Taira RK, Soderland SG, Jakobovits RM.
Department of Radiology, Children's Hospital and Regional Medical Center, 4800 Sandpoint Way NE, Mailstop CH-69, Seattle, WA 98105, USA. rtaira@u.washington.edu
Radiographics. 2001 Jan-Feb;21(1):237-45
A natural language processor was developed that automatically structures the important medical information (eg, the existence, properties, location, and diagnostic interpretation of findings) contained in a radiology free-text document as a formal information model that can be interpreted by a computer program. The input to the system is a free-text report from a radiologic study. The system requires no reporting style changes on the part of the radiologist. Statistical and machine learning methods are used extensively throughout the system. A graphical user interface has been developed that allows the creation of hand-tagged training examples. Various aspects of the difficult problem of implementing an automated structured reporting system have been addressed, and the relevant technology is progressing well. Extensible Markup Language is emerging as the preferred syntactic standard for representing and distributing these structured reports within a clinical environment. Early successes hold out hope that similar statistically based models of language will allow deep understanding of textual reports. The success of these statistical methods will depend on the availability of large numbers of high-quality training examples for each radiologic subdomain. The acceptability of automated structured reporting systems will ultimately depend on the results of comprehensive evaluations.

- ACTIVITY LIST
#1 Rewrite the paragraph of the radiology abstract above that begins "A natural language processor was developed" as a short bulleted list that keeps its main facts.
#2 According to the radiology abstract above, what is the input to the system?
#3 Decide whether each statement agrees with the radiology abstract above. Answer yes or no, and quote the words from the abstract that decide it.
(a) Radiologists must change their reporting style to use the system.
(b) Extensible Markup Language is emerging as the preferred syntactic standard for representing and distributing the structured reports.
(c) The article appeared in Radiographics in 2001.

- RECORDS SUPPLIED
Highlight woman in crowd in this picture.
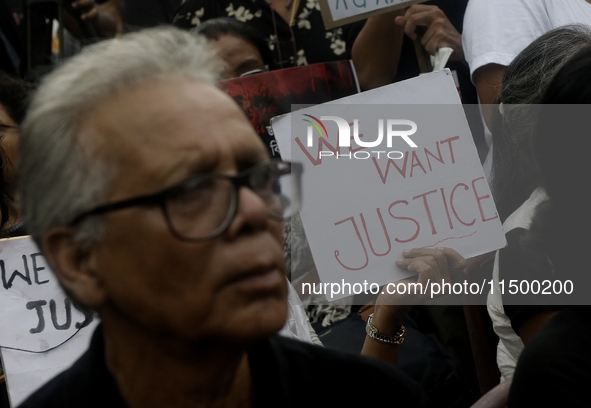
[509,42,591,407]
[487,25,591,379]
[0,71,33,238]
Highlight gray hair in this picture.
[492,24,591,221]
[19,27,222,247]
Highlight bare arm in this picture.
[361,248,466,365]
[351,10,404,89]
[396,4,464,61]
[472,64,506,129]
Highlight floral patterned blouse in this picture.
[173,0,363,68]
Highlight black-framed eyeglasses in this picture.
[69,160,302,241]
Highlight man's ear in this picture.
[42,227,106,309]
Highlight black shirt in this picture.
[19,326,430,408]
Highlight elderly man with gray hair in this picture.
[13,28,446,408]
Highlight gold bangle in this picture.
[365,313,406,344]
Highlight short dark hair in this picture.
[193,17,276,70]
[0,70,34,124]
[0,70,34,230]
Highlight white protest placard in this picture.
[272,70,505,301]
[318,0,427,29]
[0,236,98,407]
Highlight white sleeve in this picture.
[279,280,322,346]
[462,0,552,75]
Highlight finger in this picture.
[397,248,450,281]
[421,26,443,55]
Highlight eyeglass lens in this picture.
[166,162,299,240]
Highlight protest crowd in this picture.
[0,0,591,408]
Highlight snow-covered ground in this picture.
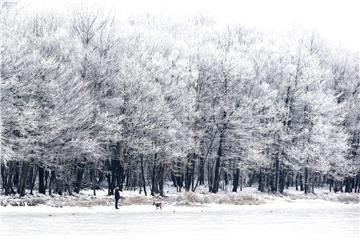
[0,199,360,240]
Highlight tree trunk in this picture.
[232,168,240,192]
[211,131,225,193]
[39,167,46,194]
[140,154,147,196]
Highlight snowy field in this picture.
[0,200,360,240]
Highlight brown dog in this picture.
[153,202,162,210]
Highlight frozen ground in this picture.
[0,200,360,240]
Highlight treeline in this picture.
[1,8,360,195]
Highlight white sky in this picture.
[16,0,360,51]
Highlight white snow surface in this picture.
[0,199,360,240]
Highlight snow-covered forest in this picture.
[0,4,360,199]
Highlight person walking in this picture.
[115,187,120,209]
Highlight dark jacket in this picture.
[115,189,120,199]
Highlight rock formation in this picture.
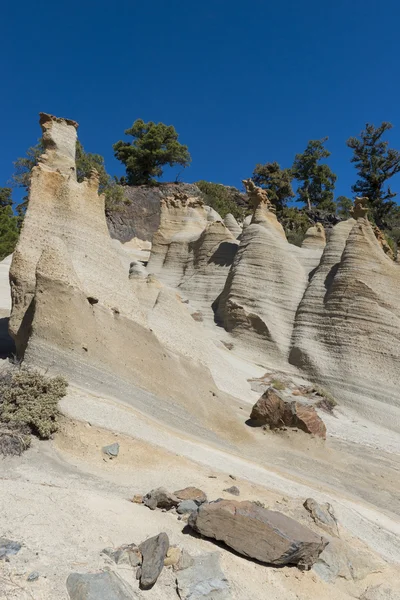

- ACTIVITY ANSWERS
#1
- A natural language processor automatically structures key medical information from free-text radiology reports, such as the existence, properties, location and diagnostic interpretation of findings, into a formal information model a computer program can interpret.
- Its input is a free-text report from a radiologic study, and radiologists need not change their reporting style.
- It relies heavily on statistical and machine learning methods.
- A graphical user interface allows hand-tagged training examples to be created.
- Various aspects of building an automated structured reporting system have been addressed, and the technology is progressing well.
- Extensible Markup Language is emerging as the preferred syntactic standard for representing and distributing these reports in clinical settings.
- Early successes suggest statistically based language models may allow deep understanding of textual reports.
- Success will depend on large numbers of high-quality training examples for each radiologic subdomain.
- Acceptance will ultimately depend on comprehensive evaluations.

#2 A free-text report from a radiologic study.

#3
(a) No: "The system requires no reporting style changes on the part of the radiologist."
(b) Yes: "Extensible Markup Language is emerging as the preferred syntactic standard for representing and distributing these structured reports within a clinical environment."
(c) Yes: "Radiographics. 2001 Jan-Feb;21(1):237-45"